I am going to skip all of the preamble information regarding .odt ”packages” and jump right into the meat of the problem. The files we are most concerned with are ”content.xml” and ”styles.xml”. Open ”styles.xml” in your favorite XML editor (I prefer oXygen). Ignoring, the root element, ”<office:document-styles>”, we see the first major element of the document <office:font-face-decls>. This is the element we will attack first. I will use Relax-NG Schema notation for elements.

<office:font-face-decls>

<define name="office-font-face-decls">
  <optional>
    <element name="office:font-face-decls">
      <zeroOrMore>
        <ref name="style-font-face"/>
      </zeroOrMore>
    </element>
  </optional>
</define>

As you can see, it is pretty simple. I only contains style-font-face
refs. So let us take a look at that element.

Stated problem A - Pick out every line of the entries that contains the string "wheel".
The styles.xml passage and the entries are unrelated material.

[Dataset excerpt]
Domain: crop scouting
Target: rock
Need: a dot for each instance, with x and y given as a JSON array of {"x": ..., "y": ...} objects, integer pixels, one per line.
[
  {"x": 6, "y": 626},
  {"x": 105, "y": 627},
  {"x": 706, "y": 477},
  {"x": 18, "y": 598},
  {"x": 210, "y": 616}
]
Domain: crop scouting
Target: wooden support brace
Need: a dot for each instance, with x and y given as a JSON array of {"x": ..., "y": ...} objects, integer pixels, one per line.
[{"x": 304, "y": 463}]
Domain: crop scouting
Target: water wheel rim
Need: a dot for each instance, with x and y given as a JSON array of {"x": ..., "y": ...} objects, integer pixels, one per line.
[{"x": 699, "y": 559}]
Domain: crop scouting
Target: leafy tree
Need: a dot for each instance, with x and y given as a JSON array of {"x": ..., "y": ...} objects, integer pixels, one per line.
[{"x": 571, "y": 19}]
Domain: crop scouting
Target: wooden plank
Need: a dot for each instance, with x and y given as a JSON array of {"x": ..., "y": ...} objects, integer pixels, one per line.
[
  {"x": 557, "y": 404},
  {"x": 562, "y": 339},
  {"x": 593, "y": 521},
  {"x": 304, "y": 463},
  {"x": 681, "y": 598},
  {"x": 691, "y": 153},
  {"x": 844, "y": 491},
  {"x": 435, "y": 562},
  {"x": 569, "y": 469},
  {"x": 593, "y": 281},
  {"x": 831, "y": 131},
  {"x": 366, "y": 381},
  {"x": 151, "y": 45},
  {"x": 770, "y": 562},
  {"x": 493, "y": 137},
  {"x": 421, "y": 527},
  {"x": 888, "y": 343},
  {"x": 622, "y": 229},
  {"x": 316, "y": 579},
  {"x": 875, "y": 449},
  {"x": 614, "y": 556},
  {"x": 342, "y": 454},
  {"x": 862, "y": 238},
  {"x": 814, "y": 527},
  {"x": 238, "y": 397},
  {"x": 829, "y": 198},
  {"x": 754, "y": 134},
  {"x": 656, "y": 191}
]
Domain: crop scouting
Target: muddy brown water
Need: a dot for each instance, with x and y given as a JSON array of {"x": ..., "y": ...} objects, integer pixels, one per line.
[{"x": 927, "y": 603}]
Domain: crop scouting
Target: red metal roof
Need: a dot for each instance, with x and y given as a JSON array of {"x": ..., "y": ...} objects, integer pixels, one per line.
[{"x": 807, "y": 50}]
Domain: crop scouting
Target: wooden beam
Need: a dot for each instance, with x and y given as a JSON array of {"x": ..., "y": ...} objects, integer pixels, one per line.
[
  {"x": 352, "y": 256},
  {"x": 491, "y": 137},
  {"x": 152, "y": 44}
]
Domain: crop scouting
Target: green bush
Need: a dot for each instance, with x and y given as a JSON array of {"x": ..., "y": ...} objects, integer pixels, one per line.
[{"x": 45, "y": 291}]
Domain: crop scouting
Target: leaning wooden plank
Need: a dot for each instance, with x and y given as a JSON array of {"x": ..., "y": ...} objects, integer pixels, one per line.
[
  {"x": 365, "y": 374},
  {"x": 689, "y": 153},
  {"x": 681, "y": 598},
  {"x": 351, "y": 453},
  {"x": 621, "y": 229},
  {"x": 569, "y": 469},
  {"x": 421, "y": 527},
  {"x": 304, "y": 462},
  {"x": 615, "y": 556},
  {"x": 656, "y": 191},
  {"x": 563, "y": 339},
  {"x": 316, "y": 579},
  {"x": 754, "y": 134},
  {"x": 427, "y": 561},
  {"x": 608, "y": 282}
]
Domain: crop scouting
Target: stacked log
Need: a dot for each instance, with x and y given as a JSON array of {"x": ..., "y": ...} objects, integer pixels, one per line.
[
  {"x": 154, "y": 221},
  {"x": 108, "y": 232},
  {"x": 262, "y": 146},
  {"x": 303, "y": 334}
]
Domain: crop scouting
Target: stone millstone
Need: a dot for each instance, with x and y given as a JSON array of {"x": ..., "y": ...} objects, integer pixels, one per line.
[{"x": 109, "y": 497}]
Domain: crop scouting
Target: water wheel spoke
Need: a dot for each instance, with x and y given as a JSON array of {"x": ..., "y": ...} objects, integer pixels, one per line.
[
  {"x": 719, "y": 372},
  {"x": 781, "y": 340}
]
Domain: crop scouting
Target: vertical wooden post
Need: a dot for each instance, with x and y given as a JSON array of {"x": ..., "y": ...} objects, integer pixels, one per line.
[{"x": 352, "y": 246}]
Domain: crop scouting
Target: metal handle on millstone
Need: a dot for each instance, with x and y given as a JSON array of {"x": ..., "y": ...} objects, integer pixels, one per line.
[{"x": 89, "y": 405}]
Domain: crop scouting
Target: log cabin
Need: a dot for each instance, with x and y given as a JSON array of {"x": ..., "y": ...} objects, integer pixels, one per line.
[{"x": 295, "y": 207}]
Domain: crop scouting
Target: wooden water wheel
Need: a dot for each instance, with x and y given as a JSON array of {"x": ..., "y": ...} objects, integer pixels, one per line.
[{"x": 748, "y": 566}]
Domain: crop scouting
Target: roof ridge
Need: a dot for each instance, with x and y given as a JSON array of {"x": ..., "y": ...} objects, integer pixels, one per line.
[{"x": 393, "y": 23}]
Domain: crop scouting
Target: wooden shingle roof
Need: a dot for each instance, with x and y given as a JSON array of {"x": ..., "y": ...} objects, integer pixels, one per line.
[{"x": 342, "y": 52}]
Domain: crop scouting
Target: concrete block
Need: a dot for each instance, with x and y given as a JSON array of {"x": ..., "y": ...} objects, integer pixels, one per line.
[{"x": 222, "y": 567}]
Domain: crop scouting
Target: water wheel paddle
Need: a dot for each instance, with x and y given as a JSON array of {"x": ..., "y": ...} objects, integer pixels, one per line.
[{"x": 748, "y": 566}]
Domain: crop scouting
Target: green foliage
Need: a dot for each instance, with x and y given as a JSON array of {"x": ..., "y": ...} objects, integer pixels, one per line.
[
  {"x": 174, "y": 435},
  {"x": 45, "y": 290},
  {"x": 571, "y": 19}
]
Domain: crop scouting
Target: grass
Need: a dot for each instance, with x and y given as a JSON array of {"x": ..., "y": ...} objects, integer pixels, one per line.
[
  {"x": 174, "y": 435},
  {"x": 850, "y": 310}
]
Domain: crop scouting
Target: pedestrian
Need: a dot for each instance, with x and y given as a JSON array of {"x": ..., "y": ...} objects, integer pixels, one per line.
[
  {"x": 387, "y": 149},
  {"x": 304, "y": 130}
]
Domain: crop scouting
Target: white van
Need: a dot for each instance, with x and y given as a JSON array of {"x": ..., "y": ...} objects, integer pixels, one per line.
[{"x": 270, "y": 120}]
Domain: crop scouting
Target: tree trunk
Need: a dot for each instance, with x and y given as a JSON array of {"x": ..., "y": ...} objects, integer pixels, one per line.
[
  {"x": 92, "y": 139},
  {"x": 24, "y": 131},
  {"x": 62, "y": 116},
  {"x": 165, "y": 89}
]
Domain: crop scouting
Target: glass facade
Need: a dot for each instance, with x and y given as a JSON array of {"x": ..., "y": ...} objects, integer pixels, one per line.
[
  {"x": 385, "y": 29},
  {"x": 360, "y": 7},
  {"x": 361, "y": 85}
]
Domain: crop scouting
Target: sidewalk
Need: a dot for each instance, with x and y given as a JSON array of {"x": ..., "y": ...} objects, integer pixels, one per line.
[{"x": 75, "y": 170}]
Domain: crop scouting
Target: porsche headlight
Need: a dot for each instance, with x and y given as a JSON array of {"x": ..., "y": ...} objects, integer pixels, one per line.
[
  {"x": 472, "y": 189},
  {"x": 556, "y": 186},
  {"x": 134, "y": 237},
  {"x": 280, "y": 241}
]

Stated problem B - Name each distinct Relax-NG tag used in the schema fragment of the styles.xml passage.

Full solution A -
Target: water wheel rim
Target: water wheel spoke
Target: wooden water wheel
Target: water wheel paddle

Full solution B - define, optional, element, zeroOrMore, ref